PASSAGE SHOWN ▸
6.04.  Amount of Payment.

     The amount of payment to which an Optionee shall be entitled upon the
exercise of each Limited Right shall be equal to 100% of the amount, if any,
which is equal to the difference between the Fair Market Value per share of
Common Stock covered by the related Option or Alternative Right on the date
the Option or Alternate Right was granted and the Fair Market Value per
share of such Common Stock on the exercise date.

6.05.  Form of Payment.

     Payment of the amount to which an Optionee is entitled upon the
exercise of Limited Rights, as determined pursuant to Section 6.04, shall be
paid by the Company solely in cash.

6.06.  Effect of Exercise.

     If Limited Rights are exercised, the Options and Alternate Rights, if
any, related to such Limited Rights cease to be exercisable to the extent of
the number of shares with respect to which the Limited Rights were
exercised.  Upon the exercise or termination of the Options and Alternate
Rights, if any, related to such Limited Rights, the Limited Rights granted
with respect thereto terminate to the extent of the number of shares as to
which the related Options and Alternate Rights were exercised or terminated.

6.07.  Retirement or Disability.

     Upon termination of the Optionee's employment (including employment as
a director of this Company after an Optionee terminates employment as an
officer or key employee of this Company) by reason of permanent disability
or retirement (as each is determined by the Committee), the Optionee may,
within three years from the date of termination, exercise any Limited Right
to the extent such Limited Right is exercisable during such three year
period.

6.08.  Death of Optionee or Termination for Other Reasons.

     Except as provided in Sections 6.07, 6.09 or 9.12(f), or except as
otherwise determined by the Committee, all Limited Rights granted under the
Plan shall terminate three months after the date of termination of the
Optionee's employment or three years after the death of the Optionee.

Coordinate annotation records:

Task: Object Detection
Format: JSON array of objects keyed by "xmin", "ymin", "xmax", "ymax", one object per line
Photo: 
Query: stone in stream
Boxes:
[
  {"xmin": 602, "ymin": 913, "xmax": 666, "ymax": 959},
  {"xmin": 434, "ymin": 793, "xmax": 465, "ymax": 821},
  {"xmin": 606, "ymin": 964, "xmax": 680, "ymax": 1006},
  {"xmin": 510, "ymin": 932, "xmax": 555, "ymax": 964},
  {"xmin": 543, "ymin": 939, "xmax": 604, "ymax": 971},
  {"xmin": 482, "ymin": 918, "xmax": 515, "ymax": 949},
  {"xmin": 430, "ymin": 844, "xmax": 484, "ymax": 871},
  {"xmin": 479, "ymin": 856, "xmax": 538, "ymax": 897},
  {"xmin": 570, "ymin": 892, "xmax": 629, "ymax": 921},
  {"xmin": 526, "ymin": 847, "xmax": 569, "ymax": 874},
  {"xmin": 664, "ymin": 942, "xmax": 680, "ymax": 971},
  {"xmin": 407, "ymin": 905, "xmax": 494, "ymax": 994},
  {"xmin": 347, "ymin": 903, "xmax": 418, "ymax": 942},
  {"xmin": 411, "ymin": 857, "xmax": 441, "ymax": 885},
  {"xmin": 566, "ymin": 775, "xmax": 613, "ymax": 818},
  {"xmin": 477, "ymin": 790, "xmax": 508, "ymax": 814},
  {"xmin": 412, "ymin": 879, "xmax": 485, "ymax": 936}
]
--
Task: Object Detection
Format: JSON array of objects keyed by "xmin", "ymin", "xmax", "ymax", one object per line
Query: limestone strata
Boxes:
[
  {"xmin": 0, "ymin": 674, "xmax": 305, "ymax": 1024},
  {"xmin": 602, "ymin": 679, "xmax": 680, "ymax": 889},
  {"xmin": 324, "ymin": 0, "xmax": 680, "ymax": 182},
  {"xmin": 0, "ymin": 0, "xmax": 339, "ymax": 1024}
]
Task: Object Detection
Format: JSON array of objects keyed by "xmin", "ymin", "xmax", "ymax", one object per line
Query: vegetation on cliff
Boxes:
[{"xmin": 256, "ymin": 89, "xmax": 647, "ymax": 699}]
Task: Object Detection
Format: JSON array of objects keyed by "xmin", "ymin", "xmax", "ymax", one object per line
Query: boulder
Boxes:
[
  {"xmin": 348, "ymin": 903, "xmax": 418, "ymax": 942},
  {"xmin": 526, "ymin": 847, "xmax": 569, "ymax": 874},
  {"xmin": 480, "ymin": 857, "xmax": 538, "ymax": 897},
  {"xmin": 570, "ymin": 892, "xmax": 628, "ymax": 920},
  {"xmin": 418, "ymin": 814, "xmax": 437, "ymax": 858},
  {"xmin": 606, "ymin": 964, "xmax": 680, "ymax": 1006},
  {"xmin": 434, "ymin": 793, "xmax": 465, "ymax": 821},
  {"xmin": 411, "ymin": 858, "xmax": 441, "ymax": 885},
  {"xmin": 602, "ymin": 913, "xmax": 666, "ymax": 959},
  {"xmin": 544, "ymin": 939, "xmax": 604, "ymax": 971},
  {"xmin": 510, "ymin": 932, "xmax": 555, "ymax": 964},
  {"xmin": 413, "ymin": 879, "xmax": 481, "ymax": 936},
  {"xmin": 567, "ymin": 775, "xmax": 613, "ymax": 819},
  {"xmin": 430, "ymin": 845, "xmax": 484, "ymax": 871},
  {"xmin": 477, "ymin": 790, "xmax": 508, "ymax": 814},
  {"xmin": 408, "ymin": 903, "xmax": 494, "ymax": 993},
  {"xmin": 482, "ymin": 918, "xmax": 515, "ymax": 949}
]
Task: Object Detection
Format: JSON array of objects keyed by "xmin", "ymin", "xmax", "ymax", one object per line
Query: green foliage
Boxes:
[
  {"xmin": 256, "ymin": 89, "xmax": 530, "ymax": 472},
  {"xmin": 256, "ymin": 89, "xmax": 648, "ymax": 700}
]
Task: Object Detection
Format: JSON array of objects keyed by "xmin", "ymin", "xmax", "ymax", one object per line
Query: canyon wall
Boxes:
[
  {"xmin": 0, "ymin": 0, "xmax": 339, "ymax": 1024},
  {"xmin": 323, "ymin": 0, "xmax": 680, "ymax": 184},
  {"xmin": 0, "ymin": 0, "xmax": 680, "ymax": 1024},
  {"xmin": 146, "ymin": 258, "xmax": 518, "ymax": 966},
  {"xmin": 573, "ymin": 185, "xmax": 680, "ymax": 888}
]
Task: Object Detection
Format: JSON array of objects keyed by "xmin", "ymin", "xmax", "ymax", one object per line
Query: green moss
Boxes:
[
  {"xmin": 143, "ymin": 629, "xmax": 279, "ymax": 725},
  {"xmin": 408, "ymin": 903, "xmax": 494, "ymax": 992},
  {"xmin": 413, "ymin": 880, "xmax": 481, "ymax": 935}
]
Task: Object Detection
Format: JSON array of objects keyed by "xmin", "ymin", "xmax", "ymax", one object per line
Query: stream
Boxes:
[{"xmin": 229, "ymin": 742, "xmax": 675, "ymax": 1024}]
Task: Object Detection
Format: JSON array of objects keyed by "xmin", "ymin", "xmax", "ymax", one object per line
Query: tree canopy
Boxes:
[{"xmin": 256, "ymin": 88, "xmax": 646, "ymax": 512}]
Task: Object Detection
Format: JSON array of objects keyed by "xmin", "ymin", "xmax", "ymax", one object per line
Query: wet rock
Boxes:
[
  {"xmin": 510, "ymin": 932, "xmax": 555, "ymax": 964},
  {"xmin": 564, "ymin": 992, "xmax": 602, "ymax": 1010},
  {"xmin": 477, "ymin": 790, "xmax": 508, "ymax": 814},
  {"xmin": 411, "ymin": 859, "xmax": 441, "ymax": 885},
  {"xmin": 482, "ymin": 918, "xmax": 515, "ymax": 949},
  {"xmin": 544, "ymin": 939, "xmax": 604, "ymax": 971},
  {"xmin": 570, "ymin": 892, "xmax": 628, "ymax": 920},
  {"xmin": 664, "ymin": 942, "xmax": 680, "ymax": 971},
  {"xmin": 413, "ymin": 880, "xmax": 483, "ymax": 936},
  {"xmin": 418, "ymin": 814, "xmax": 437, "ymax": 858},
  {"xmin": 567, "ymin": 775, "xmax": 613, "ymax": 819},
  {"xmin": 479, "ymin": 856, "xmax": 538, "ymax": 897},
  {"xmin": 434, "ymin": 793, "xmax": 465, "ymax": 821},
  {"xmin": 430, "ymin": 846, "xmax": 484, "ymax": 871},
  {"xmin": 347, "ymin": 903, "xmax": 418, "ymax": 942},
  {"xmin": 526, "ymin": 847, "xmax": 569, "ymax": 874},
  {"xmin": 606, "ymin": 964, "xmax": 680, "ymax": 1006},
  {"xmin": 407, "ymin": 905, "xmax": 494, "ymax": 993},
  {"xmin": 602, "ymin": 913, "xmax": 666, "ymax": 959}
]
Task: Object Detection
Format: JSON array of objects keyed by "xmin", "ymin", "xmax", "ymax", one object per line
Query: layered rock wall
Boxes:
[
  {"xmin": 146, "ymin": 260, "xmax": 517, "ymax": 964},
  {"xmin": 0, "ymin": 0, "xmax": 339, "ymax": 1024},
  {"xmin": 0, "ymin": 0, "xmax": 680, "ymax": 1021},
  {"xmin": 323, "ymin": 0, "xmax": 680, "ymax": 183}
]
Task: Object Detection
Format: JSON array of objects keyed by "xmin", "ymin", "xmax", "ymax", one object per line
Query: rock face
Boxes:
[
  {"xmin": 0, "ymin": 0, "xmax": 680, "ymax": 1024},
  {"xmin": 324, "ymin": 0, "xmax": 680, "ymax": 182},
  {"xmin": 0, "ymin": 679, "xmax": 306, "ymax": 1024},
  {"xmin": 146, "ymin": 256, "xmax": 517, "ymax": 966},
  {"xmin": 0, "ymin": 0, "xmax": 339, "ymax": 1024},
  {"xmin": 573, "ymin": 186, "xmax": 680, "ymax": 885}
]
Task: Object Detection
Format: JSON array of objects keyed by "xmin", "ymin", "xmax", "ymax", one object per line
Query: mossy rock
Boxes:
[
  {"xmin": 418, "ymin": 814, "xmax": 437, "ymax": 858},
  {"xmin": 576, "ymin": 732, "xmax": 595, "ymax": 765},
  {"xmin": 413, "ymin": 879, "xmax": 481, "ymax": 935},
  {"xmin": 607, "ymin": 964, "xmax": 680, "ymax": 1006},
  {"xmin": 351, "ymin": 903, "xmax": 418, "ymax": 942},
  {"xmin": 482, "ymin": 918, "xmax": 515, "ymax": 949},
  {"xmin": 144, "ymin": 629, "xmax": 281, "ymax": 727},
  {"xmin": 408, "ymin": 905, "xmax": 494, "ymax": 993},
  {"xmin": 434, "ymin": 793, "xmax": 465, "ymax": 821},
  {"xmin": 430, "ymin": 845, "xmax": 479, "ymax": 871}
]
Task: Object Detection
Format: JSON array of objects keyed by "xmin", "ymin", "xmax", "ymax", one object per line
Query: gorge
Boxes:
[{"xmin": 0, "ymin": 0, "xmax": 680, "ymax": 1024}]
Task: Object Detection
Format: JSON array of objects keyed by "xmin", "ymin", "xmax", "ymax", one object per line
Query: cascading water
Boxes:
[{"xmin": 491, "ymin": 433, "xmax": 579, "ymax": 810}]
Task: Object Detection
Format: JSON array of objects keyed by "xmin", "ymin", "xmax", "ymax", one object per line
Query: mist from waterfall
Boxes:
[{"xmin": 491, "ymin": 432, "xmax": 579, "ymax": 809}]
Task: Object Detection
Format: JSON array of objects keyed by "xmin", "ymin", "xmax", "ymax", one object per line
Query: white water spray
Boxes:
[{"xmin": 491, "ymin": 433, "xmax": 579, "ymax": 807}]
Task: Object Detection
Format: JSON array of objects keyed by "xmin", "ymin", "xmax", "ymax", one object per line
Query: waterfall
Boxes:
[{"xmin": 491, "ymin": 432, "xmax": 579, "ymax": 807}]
==
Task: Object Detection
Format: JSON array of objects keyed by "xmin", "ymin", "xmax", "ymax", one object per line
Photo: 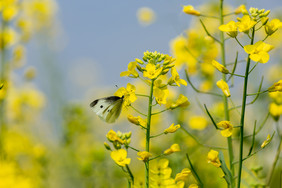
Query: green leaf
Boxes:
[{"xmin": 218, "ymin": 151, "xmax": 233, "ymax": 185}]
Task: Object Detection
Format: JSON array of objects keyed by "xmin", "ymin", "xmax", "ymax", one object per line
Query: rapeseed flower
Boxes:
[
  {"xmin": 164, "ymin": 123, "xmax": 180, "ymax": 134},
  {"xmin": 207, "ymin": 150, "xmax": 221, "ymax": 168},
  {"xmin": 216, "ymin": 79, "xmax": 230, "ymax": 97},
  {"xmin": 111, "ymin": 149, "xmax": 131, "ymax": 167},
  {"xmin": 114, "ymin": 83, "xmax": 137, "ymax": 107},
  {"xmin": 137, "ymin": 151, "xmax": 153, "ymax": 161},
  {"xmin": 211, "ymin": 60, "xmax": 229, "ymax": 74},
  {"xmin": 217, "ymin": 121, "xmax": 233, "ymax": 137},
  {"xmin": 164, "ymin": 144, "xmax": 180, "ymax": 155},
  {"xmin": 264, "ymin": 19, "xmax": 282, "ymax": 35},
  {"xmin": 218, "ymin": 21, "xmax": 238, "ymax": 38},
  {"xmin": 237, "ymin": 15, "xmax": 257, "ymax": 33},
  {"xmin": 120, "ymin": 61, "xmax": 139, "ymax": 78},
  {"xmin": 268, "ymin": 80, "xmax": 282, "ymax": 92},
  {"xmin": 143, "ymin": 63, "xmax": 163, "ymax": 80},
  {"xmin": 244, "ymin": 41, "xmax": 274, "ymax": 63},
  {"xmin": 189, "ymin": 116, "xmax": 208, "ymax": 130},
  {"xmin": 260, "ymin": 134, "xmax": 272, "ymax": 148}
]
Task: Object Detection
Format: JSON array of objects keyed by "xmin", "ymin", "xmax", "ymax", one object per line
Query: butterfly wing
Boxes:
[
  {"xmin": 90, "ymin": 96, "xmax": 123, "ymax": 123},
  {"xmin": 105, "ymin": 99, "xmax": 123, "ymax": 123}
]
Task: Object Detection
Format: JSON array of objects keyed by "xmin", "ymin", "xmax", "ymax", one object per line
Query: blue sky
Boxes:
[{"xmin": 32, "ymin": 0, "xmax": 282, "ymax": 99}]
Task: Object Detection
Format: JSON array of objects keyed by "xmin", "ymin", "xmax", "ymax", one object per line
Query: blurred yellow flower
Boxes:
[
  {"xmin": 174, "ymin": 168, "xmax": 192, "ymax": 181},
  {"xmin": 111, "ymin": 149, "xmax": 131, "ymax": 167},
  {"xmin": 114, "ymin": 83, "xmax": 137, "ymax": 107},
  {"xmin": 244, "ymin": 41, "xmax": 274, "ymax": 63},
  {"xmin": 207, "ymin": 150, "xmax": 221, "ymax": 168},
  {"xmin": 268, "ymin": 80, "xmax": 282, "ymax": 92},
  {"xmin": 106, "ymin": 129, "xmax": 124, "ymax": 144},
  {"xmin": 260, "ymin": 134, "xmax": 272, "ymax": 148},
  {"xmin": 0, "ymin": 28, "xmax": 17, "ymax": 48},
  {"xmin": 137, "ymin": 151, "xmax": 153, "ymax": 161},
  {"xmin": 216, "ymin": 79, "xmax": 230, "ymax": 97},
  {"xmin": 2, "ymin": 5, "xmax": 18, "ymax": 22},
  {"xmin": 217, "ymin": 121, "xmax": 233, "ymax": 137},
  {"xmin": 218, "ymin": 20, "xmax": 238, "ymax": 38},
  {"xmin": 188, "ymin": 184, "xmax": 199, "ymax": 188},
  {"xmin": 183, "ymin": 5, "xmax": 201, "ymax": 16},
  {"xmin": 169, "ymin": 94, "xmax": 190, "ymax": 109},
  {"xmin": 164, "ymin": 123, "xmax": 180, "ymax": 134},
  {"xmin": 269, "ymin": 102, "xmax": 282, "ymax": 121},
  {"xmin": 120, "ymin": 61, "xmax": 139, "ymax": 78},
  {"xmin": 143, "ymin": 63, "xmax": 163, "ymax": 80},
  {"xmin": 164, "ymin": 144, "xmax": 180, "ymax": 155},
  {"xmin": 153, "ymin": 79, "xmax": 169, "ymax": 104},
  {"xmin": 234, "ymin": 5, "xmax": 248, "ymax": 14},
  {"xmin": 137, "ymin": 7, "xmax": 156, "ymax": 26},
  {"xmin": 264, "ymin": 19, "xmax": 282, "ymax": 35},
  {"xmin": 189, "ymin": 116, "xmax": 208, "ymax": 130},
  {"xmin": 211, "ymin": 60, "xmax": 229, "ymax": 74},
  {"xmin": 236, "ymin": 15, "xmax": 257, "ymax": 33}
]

PROBLEMS ▸
**A.** According to the plan excerpt, in what form does the Company pay the amount an Optionee is entitled to upon exercising Limited Rights?
**B.** Reproduce the part of the plan excerpt starting with "Upon termination of" and going on through "for Other Reasons.".

RESULTS FOR THE EXERCISE ▸
**A.** Solely in cash.

**B.**
Upon termination of the Optionee's employment (including employment as
a director of this Company after an Optionee terminates employment as an
officer or key employee of this Company) by reason of permanent disability
or retirement (as each is determined by the Committee), the Optionee may,
within three years from the date of termination, exercise any Limited Right
to the extent such Limited Right is exercisable during such three year
period.

6.08.  Death of Optionee or Termination for Other Reasons.